- Your task: Please transcribe exactly, and only, the lines of the data below between the line holding "box: [4, 0, 298, 225]" and the line holding "rough mask: <svg", inclusive.

- Saved data entries:
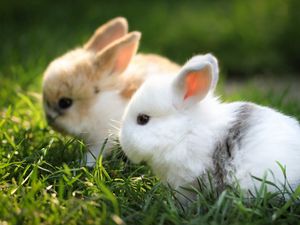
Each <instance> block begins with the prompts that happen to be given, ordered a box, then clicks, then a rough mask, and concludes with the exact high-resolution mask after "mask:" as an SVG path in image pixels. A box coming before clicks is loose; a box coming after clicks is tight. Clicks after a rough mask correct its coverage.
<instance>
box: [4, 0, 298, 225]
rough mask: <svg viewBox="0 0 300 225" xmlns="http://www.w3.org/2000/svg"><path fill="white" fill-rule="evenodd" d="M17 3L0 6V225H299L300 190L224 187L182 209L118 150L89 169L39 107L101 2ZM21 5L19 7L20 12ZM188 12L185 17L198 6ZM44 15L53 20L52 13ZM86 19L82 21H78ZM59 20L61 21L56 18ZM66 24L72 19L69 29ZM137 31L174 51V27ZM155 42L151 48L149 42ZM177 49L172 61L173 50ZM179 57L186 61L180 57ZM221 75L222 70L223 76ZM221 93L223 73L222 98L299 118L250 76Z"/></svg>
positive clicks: (36, 1) (291, 107)
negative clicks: (58, 65)
mask: <svg viewBox="0 0 300 225" xmlns="http://www.w3.org/2000/svg"><path fill="white" fill-rule="evenodd" d="M1 4H2V6H4V5H5V3H3V2H2V3H1ZM18 4H21V5H18ZM18 4H17V3H15V5H16V7H12V6H11V7H10V6H8V7H7V8H6V10H4V8H3V7H2V8H1V7H0V8H1V10H0V11H1V18H2V19H3V18H5V19H6V20H7V23H4V22H3V20H2V22H1V23H2V24H1V29H2V31H1V34H0V40H1V43H2V47H1V54H0V60H1V70H0V143H1V144H0V177H1V179H0V205H1V207H0V224H1V225H2V224H297V223H299V221H300V205H299V198H300V193H299V191H297V192H295V193H290V199H289V200H286V201H284V200H283V199H278V198H275V197H274V196H273V195H269V194H263V193H262V194H261V198H257V199H252V200H249V199H248V200H247V199H245V198H243V196H242V195H241V194H239V192H238V190H235V189H234V190H229V189H228V190H226V191H225V192H223V193H222V194H221V195H219V196H217V195H216V193H215V192H214V191H211V190H210V188H209V187H207V188H203V190H202V191H201V192H200V193H199V194H198V200H197V201H196V202H195V203H194V204H193V205H192V206H191V207H190V208H189V209H188V210H183V209H181V208H180V207H177V205H176V201H175V200H174V197H173V193H172V191H171V190H170V189H168V188H167V187H165V186H163V185H162V184H161V183H160V182H159V181H158V180H157V179H156V178H155V177H154V176H153V174H152V173H151V171H150V170H149V168H148V167H147V166H145V165H132V164H130V162H127V161H126V160H125V159H123V158H122V156H121V153H120V149H119V147H118V146H115V148H116V150H115V152H116V153H115V154H114V155H113V156H111V157H110V158H109V159H108V160H103V161H102V159H101V158H100V159H99V160H98V164H97V167H96V168H94V169H88V168H86V167H83V166H81V165H80V164H79V159H80V158H81V157H82V154H83V152H84V151H86V147H85V146H84V144H82V143H81V142H80V141H78V140H74V139H72V138H69V137H63V136H61V135H59V134H58V133H56V132H54V131H52V130H51V128H49V127H48V126H47V125H46V123H45V120H44V117H43V113H42V108H41V103H40V92H41V87H40V83H41V74H42V72H43V70H44V68H45V67H46V65H47V63H48V62H49V61H50V60H51V59H52V58H53V57H55V56H57V55H58V54H60V53H63V52H65V51H66V50H68V49H69V48H71V47H74V46H75V45H76V44H78V43H82V42H83V41H84V40H85V39H86V38H87V37H88V35H89V34H90V33H91V32H92V30H93V29H94V28H95V27H96V26H97V25H98V24H99V20H98V19H97V17H96V16H95V15H97V12H95V11H96V9H99V8H101V7H99V6H98V7H96V8H95V9H94V10H92V8H91V9H90V11H89V13H85V14H84V15H83V16H82V17H79V16H78V15H75V14H74V13H73V14H72V13H70V11H67V8H68V6H67V5H65V4H62V5H61V4H58V3H57V2H54V3H53V5H52V8H51V10H52V14H53V15H52V14H51V13H49V12H48V11H47V5H46V6H45V5H43V4H41V3H40V1H32V2H30V4H29V3H28V2H25V3H24V5H22V3H18ZM35 6H39V7H40V8H39V9H41V10H37V9H36V8H35ZM43 7H44V8H43ZM80 7H82V8H83V9H82V10H85V9H86V6H81V5H80V4H78V3H74V10H75V12H78V10H79V9H81V8H80ZM106 7H110V9H111V11H113V13H114V15H123V14H119V11H120V9H119V8H114V5H113V4H111V5H110V4H106ZM139 7H141V6H139ZM168 7H169V5H168V4H167V3H166V4H163V3H156V4H154V5H153V6H151V10H156V11H158V12H161V10H162V9H166V8H168ZM188 7H190V6H189V5H184V6H182V7H177V8H176V7H175V6H174V10H179V11H180V12H181V13H182V14H183V15H187V13H185V10H186V9H187V8H188ZM21 9H25V13H24V11H22V10H21ZM122 9H123V10H124V11H125V12H126V13H125V16H127V15H129V16H130V15H132V14H133V15H138V13H137V12H135V11H136V10H133V9H131V8H130V6H126V7H125V6H124V7H123V8H122ZM51 10H50V11H51ZM64 10H66V11H64ZM76 10H77V11H76ZM224 10H226V8H224ZM102 12H103V11H102ZM192 12H193V13H192V14H191V15H189V16H191V17H193V15H194V13H195V10H194V11H193V10H192ZM44 14H45V15H46V16H45V17H44ZM111 14H112V13H111ZM111 14H109V13H106V12H105V10H104V12H103V16H102V18H101V22H104V21H105V20H106V19H108V18H111V17H112V15H111ZM51 15H52V16H53V18H52V19H53V20H52V19H49V18H51ZM66 15H67V16H66ZM165 16H166V18H169V17H170V15H165ZM168 16H169V17H168ZM84 17H85V18H88V19H85V20H84V21H81V19H82V18H84ZM145 17H146V20H145V21H147V18H148V19H149V21H154V24H150V25H149V26H156V25H157V24H156V22H157V21H156V20H155V19H153V18H156V17H151V14H150V13H149V12H148V11H147V12H145ZM151 18H152V20H150V19H151ZM160 18H161V17H160ZM130 19H131V21H132V22H133V25H132V26H133V27H134V26H136V27H145V24H142V23H139V20H134V18H132V16H131V18H130ZM61 20H63V21H64V23H61V24H60V23H59V21H61ZM157 20H159V19H157ZM16 21H17V22H16ZM134 21H135V22H134ZM145 21H144V22H145ZM88 22H91V24H89V23H88ZM16 24H17V25H16ZM71 24H73V25H74V24H79V25H78V26H74V27H72V26H71ZM179 25H180V24H179ZM181 25H182V24H181ZM182 26H184V24H183V25H182ZM160 28H161V27H160ZM161 29H162V28H161ZM169 29H174V27H172V26H171V28H169ZM190 29H191V30H193V29H192V28H190ZM268 29H271V28H268ZM143 32H144V33H145V42H144V46H143V47H142V48H143V49H145V50H148V51H149V50H151V49H152V48H153V49H158V50H157V51H156V52H162V53H164V54H166V55H172V54H173V53H174V54H175V52H174V51H173V50H172V49H173V48H174V46H176V42H174V43H175V44H174V43H173V45H172V44H170V45H167V48H166V49H164V48H163V47H162V48H161V49H159V47H160V46H165V44H166V42H167V40H168V38H171V37H167V36H166V35H167V34H169V35H170V34H173V33H172V32H171V31H170V32H166V34H165V35H163V37H164V38H165V39H162V40H160V41H159V40H156V39H155V37H156V36H155V34H153V33H151V32H150V31H147V30H145V31H143ZM195 32H197V31H195ZM151 35H152V36H151ZM174 35H175V34H174ZM180 35H181V34H176V38H175V41H176V40H177V41H179V40H180V38H177V37H180ZM190 35H191V36H193V35H192V34H190ZM181 37H182V36H181ZM172 40H173V39H172ZM152 41H153V42H154V44H153V45H151V44H149V43H151V42H152ZM147 42H149V43H148V45H147ZM181 44H182V45H183V44H184V43H181ZM213 44H214V43H213ZM213 44H212V45H213ZM172 46H173V47H172ZM207 46H208V47H207V48H208V49H209V45H207ZM155 47H157V48H155ZM189 48H192V47H191V46H189ZM194 48H196V47H195V46H194ZM193 51H194V50H191V49H190V50H188V49H187V50H184V51H183V52H185V53H186V54H189V55H192V54H193V53H194V52H193ZM175 55H176V57H178V55H179V54H178V53H176V54H175ZM181 57H182V56H181ZM221 58H222V57H221ZM177 60H178V61H181V62H182V61H184V59H182V58H180V57H179V58H177ZM270 60H271V59H270ZM271 61H272V60H271ZM229 64H230V63H229ZM254 70H255V69H254ZM223 71H226V70H223ZM222 75H223V77H225V76H227V74H225V73H224V72H223V74H222ZM278 75H282V74H278ZM281 77H282V76H281ZM226 90H227V86H226V80H225V79H223V80H222V82H221V84H220V86H219V90H218V92H219V93H220V94H223V95H224V99H226V100H228V101H231V100H249V101H255V102H257V103H260V104H264V105H268V106H272V107H276V108H278V109H279V110H280V111H282V112H285V113H288V114H290V115H293V116H295V117H297V118H298V119H300V104H299V100H296V99H293V98H288V97H287V96H288V91H280V92H278V91H277V90H272V88H268V87H267V86H266V88H264V89H263V90H261V89H259V90H257V88H256V86H255V83H252V82H251V80H250V82H247V83H242V86H240V88H239V89H238V91H234V90H233V91H230V92H227V91H226ZM279 194H280V193H279Z"/></svg>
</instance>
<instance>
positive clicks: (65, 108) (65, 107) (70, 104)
mask: <svg viewBox="0 0 300 225" xmlns="http://www.w3.org/2000/svg"><path fill="white" fill-rule="evenodd" d="M72 103H73V100H72V99H70V98H61V99H59V101H58V106H59V108H61V109H67V108H69V107H70V106H71V105H72Z"/></svg>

- The completed task:
box: [4, 0, 298, 225]
rough mask: <svg viewBox="0 0 300 225" xmlns="http://www.w3.org/2000/svg"><path fill="white" fill-rule="evenodd" d="M17 3L0 6V225H299L300 190L224 187L182 209L118 150L89 169L39 107L101 2ZM21 5L19 7L20 12ZM188 12L185 17L198 6ZM44 15L53 20L52 13ZM86 19L82 21H78ZM59 20L61 21L56 18ZM66 24L72 19L69 29ZM137 31L174 51V27ZM155 42L151 48L149 42ZM177 49L172 61L173 50ZM179 57L186 61L180 57ZM221 75L222 70L223 76ZM221 93L223 73L222 98L299 118L250 76Z"/></svg>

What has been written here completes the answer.